* _MATERIAL FOR THIS TASK_
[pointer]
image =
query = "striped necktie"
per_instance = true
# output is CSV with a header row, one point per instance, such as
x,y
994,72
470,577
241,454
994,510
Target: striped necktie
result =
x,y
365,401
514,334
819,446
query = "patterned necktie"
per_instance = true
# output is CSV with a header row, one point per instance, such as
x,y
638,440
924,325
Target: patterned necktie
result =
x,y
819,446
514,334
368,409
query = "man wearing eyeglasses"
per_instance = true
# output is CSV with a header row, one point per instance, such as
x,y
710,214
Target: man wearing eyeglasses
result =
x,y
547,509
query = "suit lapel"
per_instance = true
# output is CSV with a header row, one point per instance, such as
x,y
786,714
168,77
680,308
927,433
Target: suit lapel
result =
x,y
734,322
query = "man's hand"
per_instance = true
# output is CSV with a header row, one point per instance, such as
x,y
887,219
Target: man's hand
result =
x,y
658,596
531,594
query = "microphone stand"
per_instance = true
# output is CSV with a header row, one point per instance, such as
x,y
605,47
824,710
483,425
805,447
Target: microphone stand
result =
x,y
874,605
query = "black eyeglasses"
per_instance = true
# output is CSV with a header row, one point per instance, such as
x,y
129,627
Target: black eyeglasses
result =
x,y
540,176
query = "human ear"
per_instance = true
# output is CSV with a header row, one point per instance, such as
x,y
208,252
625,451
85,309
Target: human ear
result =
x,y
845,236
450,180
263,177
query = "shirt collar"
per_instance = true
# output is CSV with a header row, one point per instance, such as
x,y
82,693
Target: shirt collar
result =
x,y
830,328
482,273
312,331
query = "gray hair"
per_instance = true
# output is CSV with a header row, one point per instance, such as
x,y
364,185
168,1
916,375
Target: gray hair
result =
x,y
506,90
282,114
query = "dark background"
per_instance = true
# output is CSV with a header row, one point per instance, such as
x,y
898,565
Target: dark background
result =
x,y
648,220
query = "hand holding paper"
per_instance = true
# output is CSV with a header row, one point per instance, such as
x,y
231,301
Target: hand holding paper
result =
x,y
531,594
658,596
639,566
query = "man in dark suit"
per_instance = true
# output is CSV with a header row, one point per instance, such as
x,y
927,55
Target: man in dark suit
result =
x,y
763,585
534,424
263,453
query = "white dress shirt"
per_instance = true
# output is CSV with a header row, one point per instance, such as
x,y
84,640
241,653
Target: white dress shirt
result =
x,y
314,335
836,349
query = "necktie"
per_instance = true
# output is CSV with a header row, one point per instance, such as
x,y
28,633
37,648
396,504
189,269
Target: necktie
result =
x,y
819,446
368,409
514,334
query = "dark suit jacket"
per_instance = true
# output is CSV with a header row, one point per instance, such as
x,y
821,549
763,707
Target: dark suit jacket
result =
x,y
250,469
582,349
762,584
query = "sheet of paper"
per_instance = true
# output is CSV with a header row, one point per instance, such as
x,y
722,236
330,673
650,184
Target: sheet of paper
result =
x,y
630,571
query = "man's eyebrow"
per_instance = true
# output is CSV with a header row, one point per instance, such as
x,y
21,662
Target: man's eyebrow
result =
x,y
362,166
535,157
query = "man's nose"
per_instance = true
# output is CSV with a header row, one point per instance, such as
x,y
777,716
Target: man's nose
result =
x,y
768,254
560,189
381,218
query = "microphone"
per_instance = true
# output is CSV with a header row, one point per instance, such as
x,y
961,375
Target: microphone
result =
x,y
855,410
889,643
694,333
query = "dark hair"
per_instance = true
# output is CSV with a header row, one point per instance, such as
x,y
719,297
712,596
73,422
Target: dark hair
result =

* _EXERCISE DESCRIPTION_
Report every line of the records that contains the word "collar".

* _ANSWER TO THIS TASK_
query = "shirt collar"
Target: shirt collar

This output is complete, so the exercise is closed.